§ EXERCISE TASK:
Render every line of the entries below as a numbered list, omitting any blank lines.

Records in a dataset
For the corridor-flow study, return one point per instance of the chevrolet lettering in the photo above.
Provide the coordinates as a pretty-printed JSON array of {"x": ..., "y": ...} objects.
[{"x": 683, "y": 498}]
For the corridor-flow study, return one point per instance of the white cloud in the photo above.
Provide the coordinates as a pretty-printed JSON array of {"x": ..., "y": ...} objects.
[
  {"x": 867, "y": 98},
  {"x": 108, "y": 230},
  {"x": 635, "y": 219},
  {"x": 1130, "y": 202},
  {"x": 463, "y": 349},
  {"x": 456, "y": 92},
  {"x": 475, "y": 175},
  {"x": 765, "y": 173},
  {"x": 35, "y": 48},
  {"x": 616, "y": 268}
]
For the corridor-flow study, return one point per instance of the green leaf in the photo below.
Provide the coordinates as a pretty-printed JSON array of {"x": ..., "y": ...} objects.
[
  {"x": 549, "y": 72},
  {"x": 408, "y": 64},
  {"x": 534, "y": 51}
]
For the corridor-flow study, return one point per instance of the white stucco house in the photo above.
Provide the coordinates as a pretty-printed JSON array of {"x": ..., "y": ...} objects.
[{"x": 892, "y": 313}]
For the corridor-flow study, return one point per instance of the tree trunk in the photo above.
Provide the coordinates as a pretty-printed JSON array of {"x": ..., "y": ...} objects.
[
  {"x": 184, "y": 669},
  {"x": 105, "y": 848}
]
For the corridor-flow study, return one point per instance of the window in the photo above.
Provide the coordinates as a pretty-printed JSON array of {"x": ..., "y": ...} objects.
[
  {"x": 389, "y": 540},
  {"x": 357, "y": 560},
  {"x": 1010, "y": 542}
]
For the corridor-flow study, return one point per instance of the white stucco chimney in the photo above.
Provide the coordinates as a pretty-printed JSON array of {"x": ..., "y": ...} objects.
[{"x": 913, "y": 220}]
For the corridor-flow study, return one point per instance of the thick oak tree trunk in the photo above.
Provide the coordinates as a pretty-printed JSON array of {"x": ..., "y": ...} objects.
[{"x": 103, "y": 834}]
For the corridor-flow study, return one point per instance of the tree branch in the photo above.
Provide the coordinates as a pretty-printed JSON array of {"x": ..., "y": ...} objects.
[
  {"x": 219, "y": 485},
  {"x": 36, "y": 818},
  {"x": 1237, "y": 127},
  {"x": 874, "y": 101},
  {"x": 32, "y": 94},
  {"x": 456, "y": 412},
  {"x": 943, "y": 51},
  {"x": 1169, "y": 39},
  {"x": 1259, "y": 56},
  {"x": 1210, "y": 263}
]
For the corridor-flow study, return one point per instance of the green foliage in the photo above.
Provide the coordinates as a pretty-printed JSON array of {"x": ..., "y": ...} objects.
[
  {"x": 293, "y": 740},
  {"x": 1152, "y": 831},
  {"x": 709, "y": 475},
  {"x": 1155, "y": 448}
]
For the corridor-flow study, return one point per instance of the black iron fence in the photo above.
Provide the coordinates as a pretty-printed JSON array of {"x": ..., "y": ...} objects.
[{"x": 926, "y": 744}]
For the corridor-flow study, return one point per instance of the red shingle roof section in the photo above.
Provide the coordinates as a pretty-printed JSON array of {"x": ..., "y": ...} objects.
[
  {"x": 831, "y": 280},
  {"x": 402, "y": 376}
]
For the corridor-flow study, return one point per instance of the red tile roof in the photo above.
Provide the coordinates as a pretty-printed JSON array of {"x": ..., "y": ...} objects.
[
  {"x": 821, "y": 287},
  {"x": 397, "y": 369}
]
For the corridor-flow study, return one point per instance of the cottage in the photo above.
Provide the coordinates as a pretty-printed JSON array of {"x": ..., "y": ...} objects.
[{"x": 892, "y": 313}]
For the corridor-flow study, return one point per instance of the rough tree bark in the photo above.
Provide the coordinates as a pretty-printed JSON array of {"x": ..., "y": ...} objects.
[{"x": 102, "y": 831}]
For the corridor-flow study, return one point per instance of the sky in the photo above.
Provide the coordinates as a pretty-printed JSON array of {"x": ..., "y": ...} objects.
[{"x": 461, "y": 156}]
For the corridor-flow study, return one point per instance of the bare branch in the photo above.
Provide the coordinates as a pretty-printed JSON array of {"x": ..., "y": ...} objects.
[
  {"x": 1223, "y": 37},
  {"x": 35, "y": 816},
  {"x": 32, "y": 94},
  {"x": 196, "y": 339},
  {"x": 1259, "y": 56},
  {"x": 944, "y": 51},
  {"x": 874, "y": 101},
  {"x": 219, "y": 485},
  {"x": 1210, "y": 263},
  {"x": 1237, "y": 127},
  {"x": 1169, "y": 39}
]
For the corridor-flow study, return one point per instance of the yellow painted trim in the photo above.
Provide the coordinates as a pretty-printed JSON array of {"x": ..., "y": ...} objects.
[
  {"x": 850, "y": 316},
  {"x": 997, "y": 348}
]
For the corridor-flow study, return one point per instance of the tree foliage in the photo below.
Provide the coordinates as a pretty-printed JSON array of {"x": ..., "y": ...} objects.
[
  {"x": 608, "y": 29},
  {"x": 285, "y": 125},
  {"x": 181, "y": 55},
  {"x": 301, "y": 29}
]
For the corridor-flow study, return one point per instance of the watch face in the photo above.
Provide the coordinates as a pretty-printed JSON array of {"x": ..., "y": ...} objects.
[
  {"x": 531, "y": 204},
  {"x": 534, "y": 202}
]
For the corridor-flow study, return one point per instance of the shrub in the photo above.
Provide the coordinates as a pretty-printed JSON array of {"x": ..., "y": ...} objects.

§ SOLUTION TO THIS PROBLEM:
1. For the corridor-flow study, return one point per instance of the chevrolet lettering in the photo above.
2. Provide the coordinates as a pretty-printed JSON array of {"x": ..., "y": ...} objects.
3. [{"x": 683, "y": 498}]
4. For the corridor-flow study, return one point per instance of the white cloud in the photo above.
5. Provide the coordinates as a pretty-printed JSON array of {"x": ..., "y": ...} objects.
6. [
7.   {"x": 867, "y": 98},
8.   {"x": 108, "y": 230},
9.   {"x": 635, "y": 219},
10.   {"x": 1130, "y": 202},
11.   {"x": 463, "y": 349},
12.   {"x": 456, "y": 92},
13.   {"x": 475, "y": 175},
14.   {"x": 765, "y": 173},
15.   {"x": 35, "y": 48},
16.   {"x": 616, "y": 268}
17. ]
18. For the corridor-flow study, return one point per instance of the green leaf in the photo below.
19. Provide the coordinates as a pretty-printed JSON array of {"x": ..., "y": ...} objects.
20. [
21.   {"x": 549, "y": 72},
22.   {"x": 408, "y": 64},
23.   {"x": 534, "y": 51}
24. ]
25. For the corridor-flow study, return one point per instance of the white stucco house in the photo above.
26. Provide the coordinates as a pretty-printed JSON array of {"x": ..., "y": ...} objects.
27. [{"x": 892, "y": 313}]
28. For the corridor-flow study, return one point per instance of the tree trunk in the photo above.
29. Provide the coordinates as a pretty-printed JSON array of {"x": ..., "y": ...} objects.
30. [
31.   {"x": 184, "y": 669},
32.   {"x": 105, "y": 848}
33. ]
34. For the corridor-flow study, return one point per instance of the window in the photo above.
35. Provide the coordinates as a pretty-printed JSON array of {"x": ..., "y": ...} objects.
36. [
37.   {"x": 389, "y": 540},
38.   {"x": 357, "y": 560},
39.   {"x": 1010, "y": 542}
40. ]
41. For the corridor-flow study, return one point per instance of the white stucco chimney in the photo above.
42. Provide the coordinates as a pretty-printed JSON array of {"x": ..., "y": ...} objects.
43. [{"x": 913, "y": 220}]
44. For the corridor-flow study, return one point per instance of the thick oak tree trunk in the photo above.
45. Provide the coordinates as a pretty-printed JSON array of {"x": ..., "y": ...} objects.
46. [{"x": 103, "y": 834}]
47. For the corridor-flow study, return one point per instance of the tree branch in the photo above.
48. Provide the coordinates as a pretty-printed JSON array of {"x": ..., "y": ...} objects.
49. [
50.   {"x": 219, "y": 485},
51.   {"x": 36, "y": 818},
52.   {"x": 1237, "y": 127},
53.   {"x": 874, "y": 101},
54.   {"x": 32, "y": 94},
55.   {"x": 456, "y": 412},
56.   {"x": 943, "y": 51},
57.   {"x": 1169, "y": 39},
58.   {"x": 1259, "y": 56},
59.   {"x": 1210, "y": 263}
60. ]
61. For the corridor-flow study, return one point per instance of the green foliage in the photo above.
62. Provide the coordinates as a pretty-printed JSON array of {"x": ..., "y": ...} objects.
63. [
64.   {"x": 293, "y": 740},
65.   {"x": 1152, "y": 831},
66.   {"x": 709, "y": 475},
67.   {"x": 1155, "y": 448}
68. ]
69. For the corridor-flow study, return one point per instance of the black iron fence in the photo above.
70. Provide the coordinates as a pretty-printed JSON array of {"x": ..., "y": ...} objects.
71. [{"x": 926, "y": 744}]
72. For the corridor-flow study, return one point per instance of the red shingle roof section in the photo above.
73. Provide the coordinates as a pretty-printed JSON array of {"x": ..., "y": ...} objects.
74. [
75.   {"x": 831, "y": 280},
76.   {"x": 402, "y": 376}
77. ]
78. For the corridor-flow study, return one point per instance of the red tile roof in the photo above.
79. Provide the coordinates as a pretty-printed JSON array of {"x": ..., "y": ...} objects.
80. [
81.   {"x": 821, "y": 287},
82.   {"x": 397, "y": 369}
83. ]
84. For the corridor-flow study, return one point per instance of the cottage in the photo above.
85. Provide the coordinates as a pretty-printed JSON array of {"x": ..., "y": ...} objects.
86. [{"x": 892, "y": 313}]
87. For the corridor-flow study, return one point per instance of the rough tree bark in the photo above.
88. Provide the coordinates as a pretty-printed JSON array of {"x": ..., "y": ...} objects.
89. [{"x": 102, "y": 831}]
90. For the corridor-flow study, return one point per instance of the sky in the photo above.
91. Provide the coordinates as a pretty-printed JSON array of {"x": ..., "y": ...} objects.
92. [{"x": 461, "y": 156}]
93. For the corridor-flow study, return one point per instance of the bare branch in the photo above.
94. Provide the coordinates as a pretty-printed JSON array of {"x": ..., "y": ...} objects.
95. [
96.   {"x": 1223, "y": 37},
97.   {"x": 35, "y": 816},
98.   {"x": 32, "y": 94},
99.   {"x": 196, "y": 339},
100.   {"x": 1259, "y": 56},
101.   {"x": 944, "y": 51},
102.   {"x": 874, "y": 101},
103.   {"x": 219, "y": 485},
104.   {"x": 1210, "y": 263},
105.   {"x": 1237, "y": 127},
106.   {"x": 1169, "y": 39}
107. ]
108. For the corridor-flow study, return one point per instance of the yellow painted trim in the photo above.
109. Provide the coordinates as a pretty-printed JSON array of {"x": ..., "y": ...} objects.
110. [
111.   {"x": 850, "y": 316},
112.   {"x": 997, "y": 348}
113. ]
114. For the corridor-flow study, return one point per instance of the tree foliage in the photo below.
115. Provide the coordinates as a pretty-printed JSON array of {"x": ..., "y": ...} objects.
116. [
117.   {"x": 608, "y": 29},
118.   {"x": 285, "y": 125},
119.   {"x": 181, "y": 55},
120.   {"x": 301, "y": 29}
121. ]
122. For the corridor-flow study, return one point per instance of the watch face in the photo above.
123. Provide the coordinates as a pretty-printed JSON array of {"x": ..., "y": ...} objects.
124. [
125.   {"x": 531, "y": 204},
126.   {"x": 534, "y": 202}
127. ]
128. For the corridor-flow study, return one point per instance of the shrub in the photo above.
129. Provide the coordinates as a pretty-printed JSON array of {"x": ..., "y": ...} objects.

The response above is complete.